=== QUESTIONS TO ANSWER ===
**A)** Answer these questions using the caregiving advice below:
(i) What does the advice suggest telling the aunt the helpers are doing?
(ii) What kind of situation does it say sometimes gets someone to think in terms of help?
(iii) What does the writer's county provide?
**B)** Copy the caregiving advice below from "Be present during" up to and including "all seem alike!".

=== SELECTED TEXT ===

First, I would rethink the approach of proving to your aunt that she can't live alone. That could make her more resistant and determined to prove that she can. Refocus on maximizing her quality of life and helping her to enjoy it, with helpers if necessary. You can also emphasize social interaction to be gained from helpers.

Be present during the initial stage of caregiving people in the house so that she feels comfortable. Perhaps you can emphasize that they're helping YOU, so that you can help her, but gradually have them interact with her more.

Second, it takes a while, and sometimes a "near miss" situation to get someone to think in terms of help. After this kind of event, someone could also become frustrated, overwhelmed and just give up, so I'd start researching agencies now. It takes a while to contact them, evaluate, research and get background info if you can, and then a break b/c after a while they all seem alike!

Third, I've gotten recommendation lists from Area Agency on Aging, Alzheimer's Assn. (EXCELLENT resources!), hospitals, doctors and friends. AA also included a checklist of issues and questions to address. Our county provides a list; the senior center also recommended a few.

=== SOURCE INFORMATION ===

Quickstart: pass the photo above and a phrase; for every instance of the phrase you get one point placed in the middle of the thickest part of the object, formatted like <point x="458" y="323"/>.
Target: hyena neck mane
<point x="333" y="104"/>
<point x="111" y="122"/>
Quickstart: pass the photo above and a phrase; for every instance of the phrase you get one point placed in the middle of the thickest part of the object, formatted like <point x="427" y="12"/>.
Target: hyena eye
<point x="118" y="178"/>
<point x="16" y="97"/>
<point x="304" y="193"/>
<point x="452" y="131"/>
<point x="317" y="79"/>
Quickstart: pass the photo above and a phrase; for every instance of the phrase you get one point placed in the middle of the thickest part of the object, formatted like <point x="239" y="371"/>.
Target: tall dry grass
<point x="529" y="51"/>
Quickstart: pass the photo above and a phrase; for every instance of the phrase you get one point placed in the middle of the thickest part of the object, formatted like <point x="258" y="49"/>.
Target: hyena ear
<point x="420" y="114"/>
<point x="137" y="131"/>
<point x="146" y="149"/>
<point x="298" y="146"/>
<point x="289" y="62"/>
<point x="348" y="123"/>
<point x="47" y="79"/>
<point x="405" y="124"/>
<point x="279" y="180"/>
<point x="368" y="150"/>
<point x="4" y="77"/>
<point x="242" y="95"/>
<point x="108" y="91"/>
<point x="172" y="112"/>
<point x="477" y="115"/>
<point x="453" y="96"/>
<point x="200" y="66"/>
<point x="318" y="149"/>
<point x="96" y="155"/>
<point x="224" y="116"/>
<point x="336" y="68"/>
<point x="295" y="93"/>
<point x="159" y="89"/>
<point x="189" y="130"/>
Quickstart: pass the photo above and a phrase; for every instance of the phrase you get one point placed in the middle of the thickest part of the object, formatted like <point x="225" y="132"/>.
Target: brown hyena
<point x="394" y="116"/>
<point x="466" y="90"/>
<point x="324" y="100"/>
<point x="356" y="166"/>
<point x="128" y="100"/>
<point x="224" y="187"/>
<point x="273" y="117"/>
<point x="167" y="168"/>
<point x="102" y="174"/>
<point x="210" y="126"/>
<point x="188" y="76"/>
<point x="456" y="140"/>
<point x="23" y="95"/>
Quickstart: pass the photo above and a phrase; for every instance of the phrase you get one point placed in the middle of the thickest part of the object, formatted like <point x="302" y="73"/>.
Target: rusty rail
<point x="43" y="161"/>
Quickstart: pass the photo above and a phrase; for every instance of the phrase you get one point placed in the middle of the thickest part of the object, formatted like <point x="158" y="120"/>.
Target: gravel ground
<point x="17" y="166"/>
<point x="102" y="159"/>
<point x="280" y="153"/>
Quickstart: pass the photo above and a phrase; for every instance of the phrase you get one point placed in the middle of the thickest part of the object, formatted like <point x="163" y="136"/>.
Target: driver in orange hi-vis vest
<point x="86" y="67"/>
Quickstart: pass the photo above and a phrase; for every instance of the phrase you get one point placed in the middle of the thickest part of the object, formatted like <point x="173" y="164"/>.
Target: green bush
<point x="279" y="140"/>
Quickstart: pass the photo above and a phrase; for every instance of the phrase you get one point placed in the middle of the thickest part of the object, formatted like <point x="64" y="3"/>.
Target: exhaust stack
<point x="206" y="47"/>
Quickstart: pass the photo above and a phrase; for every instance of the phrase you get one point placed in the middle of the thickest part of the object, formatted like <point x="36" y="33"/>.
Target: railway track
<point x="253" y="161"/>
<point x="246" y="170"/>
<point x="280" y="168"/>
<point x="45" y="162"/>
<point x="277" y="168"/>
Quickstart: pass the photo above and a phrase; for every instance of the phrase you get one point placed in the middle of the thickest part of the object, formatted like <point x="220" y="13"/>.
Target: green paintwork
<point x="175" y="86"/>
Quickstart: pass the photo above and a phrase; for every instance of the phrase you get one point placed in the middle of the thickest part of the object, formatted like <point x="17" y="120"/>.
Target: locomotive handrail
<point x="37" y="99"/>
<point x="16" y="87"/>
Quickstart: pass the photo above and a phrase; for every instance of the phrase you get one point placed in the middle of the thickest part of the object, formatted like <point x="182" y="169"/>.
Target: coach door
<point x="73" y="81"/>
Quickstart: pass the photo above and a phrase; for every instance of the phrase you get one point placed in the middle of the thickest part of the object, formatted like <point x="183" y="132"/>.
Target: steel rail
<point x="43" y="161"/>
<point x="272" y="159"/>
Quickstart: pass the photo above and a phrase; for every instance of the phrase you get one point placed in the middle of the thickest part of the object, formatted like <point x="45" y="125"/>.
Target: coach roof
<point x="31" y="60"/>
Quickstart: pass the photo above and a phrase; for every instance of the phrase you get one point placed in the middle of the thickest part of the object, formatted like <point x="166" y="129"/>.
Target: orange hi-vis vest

===

=== ANSWERS TO THE TASKS ===
**A)**
(i) Helping you, so that you can help her.
(ii) A "near miss" situation.
(iii) A list.

**B)**
Be present during the initial stage of caregiving people in the house so that she feels comfortable. Perhaps you can emphasize that they're helping YOU, so that you can help her, but gradually have them interact with her more.

Second, it takes a while, and sometimes a "near miss" situation to get someone to think in terms of help. After this kind of event, someone could also become frustrated, overwhelmed and just give up, so I'd start researching agencies now. It takes a while to contact them, evaluate, research and get background info if you can, and then a break b/c after a while they all seem alike!